====== Given text ======

To serve and protect
September 17, 2015 § 44 Comments
Before bike video cameras and dumb phones and such, I used to practice memorizing license plates of passing cars. You never knew when some cager would buzz you or hit you and if you couldn’t identify the car the police wouldn’t do anything.
I always had a chip on my shoulder about law enforcement that didn’t care about cyclists, a chip that grew with each passing stop-sign-blowing citation. As a buddy mused the other day, and I agreed, “You know, I can’t work up outrage anymore at senseless cager killings.” He was referring to the gal who was looking for her mascara and swerved onto the shoulder, killing a cyclist, then overcorrecting into oncoming traffic and killing a motorcyclist.
Oops!
Thankfully, though, she wasn’t charged or even taken in for questioning. Ventura County law enforcement is understanding like that.
My pal and I agreed that the constant stream of killings, buzzings, screamings, harassings, abusings, and throwings has made us numb. Another one bites the dust? That’s what you get for riding a bicycle, you were warned. Warned, for example, by entities like the Boston Globe, which ran a nice editorial about how bicycling is dangerous so get off the fuggin’ street.
Closer to home, The Daily Breeze champions the cause of repressed and downtrodden cagers in the South Bay.
On my afternoon pedal along PV Drive West today I heard the catcall behind me followed by the deep hum of fat tires. PV High School had just released its Adderall-addled spoiled children from their playpen, and what could be more fun than hauling your brand new Jeep Wrangler stuffed with two friends within a foot of a grumpy old fart and pelting him with a sandwich?
Answer: NOTHING!!
I swung over after forcing my middle finger back into position and dialed 911. The PVPD dispatcher took my information. “What kind of car was it?”
“2014 or 2015 Jeep Wrangler, black.”
“Did you get the license plate?”
“In fact I did. 7LBC437.”
She was kind of surprised. “And you’re on a bike?”
“Yes.”
“I’ll send a car out. Stay there.”
“But … ”
So I stayed. The cops arrived, and one of them was the same officer who had pulled me over and ticketed me the month before. He smiled when he saw me. They took my statement and then their radios beeped. “Just a second,” said one. He listened, then looked up at me. “Well, we’ve apprehended them. Do you want to press charges?”
“Hell, yes.”
“We’ll need you to come make a field identification. They’re just up the road.”
“Great,” I said, but in reality I thought, “FUCKING AWESOME! THIS NEVER HAPPENS!”

====== Record list ======

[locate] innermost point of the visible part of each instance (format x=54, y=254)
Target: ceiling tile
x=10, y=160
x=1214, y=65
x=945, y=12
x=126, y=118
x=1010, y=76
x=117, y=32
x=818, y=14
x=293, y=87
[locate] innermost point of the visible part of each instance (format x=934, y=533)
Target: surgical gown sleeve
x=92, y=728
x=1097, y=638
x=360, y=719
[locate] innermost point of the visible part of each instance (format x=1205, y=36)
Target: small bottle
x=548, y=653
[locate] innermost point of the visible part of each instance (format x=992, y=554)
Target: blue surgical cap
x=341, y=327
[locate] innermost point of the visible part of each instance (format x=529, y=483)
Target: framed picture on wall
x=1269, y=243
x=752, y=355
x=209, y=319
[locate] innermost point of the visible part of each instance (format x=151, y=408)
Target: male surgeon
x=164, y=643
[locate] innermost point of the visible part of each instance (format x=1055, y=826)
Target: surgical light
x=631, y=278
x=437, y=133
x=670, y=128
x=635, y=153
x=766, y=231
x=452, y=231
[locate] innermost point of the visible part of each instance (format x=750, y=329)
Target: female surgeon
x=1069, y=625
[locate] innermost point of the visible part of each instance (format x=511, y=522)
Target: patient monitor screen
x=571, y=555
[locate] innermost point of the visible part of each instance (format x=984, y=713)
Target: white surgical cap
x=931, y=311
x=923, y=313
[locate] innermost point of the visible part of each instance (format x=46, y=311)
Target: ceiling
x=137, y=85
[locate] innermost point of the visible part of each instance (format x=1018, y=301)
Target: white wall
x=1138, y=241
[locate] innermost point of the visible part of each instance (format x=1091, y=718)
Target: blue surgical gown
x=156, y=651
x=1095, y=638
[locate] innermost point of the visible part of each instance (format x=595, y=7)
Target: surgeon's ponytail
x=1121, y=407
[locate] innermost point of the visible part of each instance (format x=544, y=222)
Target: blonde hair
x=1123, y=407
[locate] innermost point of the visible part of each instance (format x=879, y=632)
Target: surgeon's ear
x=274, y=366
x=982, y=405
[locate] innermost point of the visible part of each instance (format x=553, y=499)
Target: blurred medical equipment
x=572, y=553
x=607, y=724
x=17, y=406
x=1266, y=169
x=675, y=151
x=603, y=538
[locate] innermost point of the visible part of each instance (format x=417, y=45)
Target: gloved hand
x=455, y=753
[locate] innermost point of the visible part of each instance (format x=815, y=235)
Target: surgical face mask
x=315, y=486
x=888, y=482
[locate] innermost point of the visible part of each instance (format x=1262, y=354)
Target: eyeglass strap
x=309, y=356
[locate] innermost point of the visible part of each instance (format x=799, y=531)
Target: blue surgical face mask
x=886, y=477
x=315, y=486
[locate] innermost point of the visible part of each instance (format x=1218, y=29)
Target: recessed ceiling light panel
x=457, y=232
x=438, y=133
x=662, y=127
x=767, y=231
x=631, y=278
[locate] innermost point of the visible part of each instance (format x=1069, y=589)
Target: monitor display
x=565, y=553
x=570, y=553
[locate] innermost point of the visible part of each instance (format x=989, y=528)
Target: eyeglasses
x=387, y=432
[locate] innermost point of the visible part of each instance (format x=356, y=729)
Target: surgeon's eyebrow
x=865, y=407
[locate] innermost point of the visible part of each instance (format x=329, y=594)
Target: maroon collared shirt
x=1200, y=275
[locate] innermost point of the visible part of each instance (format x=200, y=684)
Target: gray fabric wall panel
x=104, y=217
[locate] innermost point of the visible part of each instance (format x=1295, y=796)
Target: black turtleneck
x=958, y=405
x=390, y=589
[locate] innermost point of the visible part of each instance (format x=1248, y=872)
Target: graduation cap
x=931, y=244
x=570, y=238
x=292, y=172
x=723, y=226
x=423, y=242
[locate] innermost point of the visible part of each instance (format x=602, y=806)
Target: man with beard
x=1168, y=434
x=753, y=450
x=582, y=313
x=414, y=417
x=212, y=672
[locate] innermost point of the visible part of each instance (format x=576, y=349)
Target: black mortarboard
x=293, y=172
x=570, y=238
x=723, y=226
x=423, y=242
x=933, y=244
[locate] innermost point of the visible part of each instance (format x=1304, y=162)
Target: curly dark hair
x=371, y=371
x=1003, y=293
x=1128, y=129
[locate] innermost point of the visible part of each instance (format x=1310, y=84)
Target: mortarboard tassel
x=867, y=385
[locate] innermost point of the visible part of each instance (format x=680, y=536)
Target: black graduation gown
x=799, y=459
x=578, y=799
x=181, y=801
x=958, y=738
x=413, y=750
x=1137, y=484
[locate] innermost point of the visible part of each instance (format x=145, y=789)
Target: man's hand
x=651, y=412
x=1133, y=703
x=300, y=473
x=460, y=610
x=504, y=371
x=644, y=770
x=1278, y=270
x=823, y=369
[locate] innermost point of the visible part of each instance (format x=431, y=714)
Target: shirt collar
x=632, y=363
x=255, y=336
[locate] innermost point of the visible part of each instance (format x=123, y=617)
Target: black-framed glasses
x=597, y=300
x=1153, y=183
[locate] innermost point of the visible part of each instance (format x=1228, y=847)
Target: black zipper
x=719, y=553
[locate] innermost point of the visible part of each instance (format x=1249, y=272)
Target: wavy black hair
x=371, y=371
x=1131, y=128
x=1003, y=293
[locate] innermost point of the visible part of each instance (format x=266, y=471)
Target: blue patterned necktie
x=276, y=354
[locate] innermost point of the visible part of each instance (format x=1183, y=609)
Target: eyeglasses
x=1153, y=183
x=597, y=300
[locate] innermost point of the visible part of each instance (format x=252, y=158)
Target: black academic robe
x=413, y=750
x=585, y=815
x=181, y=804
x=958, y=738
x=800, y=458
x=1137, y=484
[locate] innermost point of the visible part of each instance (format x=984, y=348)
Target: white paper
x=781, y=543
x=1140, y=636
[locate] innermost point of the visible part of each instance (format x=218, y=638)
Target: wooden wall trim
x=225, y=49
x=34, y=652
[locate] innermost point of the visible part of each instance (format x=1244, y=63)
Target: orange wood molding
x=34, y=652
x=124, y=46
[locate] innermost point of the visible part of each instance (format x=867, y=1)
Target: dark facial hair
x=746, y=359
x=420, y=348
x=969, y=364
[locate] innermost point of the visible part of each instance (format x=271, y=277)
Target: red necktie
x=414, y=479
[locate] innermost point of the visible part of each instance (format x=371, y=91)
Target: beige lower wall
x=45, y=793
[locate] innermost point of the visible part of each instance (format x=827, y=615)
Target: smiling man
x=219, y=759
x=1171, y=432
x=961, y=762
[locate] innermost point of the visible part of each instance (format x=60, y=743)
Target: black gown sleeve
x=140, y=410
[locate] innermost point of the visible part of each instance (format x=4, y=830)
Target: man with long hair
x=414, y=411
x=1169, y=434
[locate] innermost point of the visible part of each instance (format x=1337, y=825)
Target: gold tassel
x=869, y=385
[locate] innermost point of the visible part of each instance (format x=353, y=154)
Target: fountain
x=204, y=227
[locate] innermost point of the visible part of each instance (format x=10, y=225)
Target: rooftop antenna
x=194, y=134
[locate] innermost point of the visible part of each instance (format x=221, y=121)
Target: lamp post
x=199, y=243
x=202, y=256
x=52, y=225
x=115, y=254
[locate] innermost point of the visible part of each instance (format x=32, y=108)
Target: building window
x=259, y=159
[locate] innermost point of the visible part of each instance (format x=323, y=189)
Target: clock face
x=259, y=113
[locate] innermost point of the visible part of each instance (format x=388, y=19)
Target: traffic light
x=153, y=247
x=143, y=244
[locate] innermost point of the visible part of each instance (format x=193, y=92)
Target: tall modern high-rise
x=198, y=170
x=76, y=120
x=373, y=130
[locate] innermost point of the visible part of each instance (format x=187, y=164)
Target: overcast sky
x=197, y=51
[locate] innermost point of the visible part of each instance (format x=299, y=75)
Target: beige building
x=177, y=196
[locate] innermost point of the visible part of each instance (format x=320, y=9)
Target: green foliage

======

* _Written request 1_:
Answer these questions about the post on the cyclist and the Jeep:
(a) Before bike video cameras, what did the writer practice memorizing?
(b) Which newspaper ran an editorial saying bicycling is dangerous?
(c) What did the people in the Jeep throw at the writer?
* _Written request 2_: Why did the writer of the post on the cyclist and the Jeep practice memorizing license plates? Explain in one to three sentences.
* _Written request 3_: Write what comes next in the post on the cyclist and the Jeep, picking up after its last sentence.

* _Task output 1_:
(a) License plates of passing cars.
(b) The Boston Globe.
(c) A sandwich.

* _Task output 2_: Drivers might buzz or hit the writer. If the writer couldn't identify the car, the police wouldn't do anything.

* _Task output 3_:
Things soon got complicated, though. I had ID’d three boys, but in fact the driver was a boy and the thrower was a girl. They grilled me about whether I could identify her. “No,” I admitted. “I thought they were all guys. Plus, I was so busy not crashing and memorizing the license plate and model of the car … ”
The cops nodded sympathetically. Later, another cop came, this time the head supervisor. He was direct. “If he tried to hit you with his car it’s assault with a deadly weapon. You want to press charges?”
“Yes,” I said.
He was all business and had exactly zero sympathy for these rich little brats. “Okay. Let’s go do a field ID.”
“Just a sec,” I said. “I didn’t get hit. I don’t want these kids to go to jail.” I thought about my own youth, the felonies I’d committed, the people who had given me a second chance (or third, or fourth), and about how different my life would be if I’d started out life with a felony conviction.
“So you don’t think he intended to hit you?”
“If he’d intended to hit me I’d be dead now.”
“What was he doing, then?”
“He was trying to get close enough so that his girlfriend could whack me with some ham and mustard.”
“That sounds like reckless driving to me.”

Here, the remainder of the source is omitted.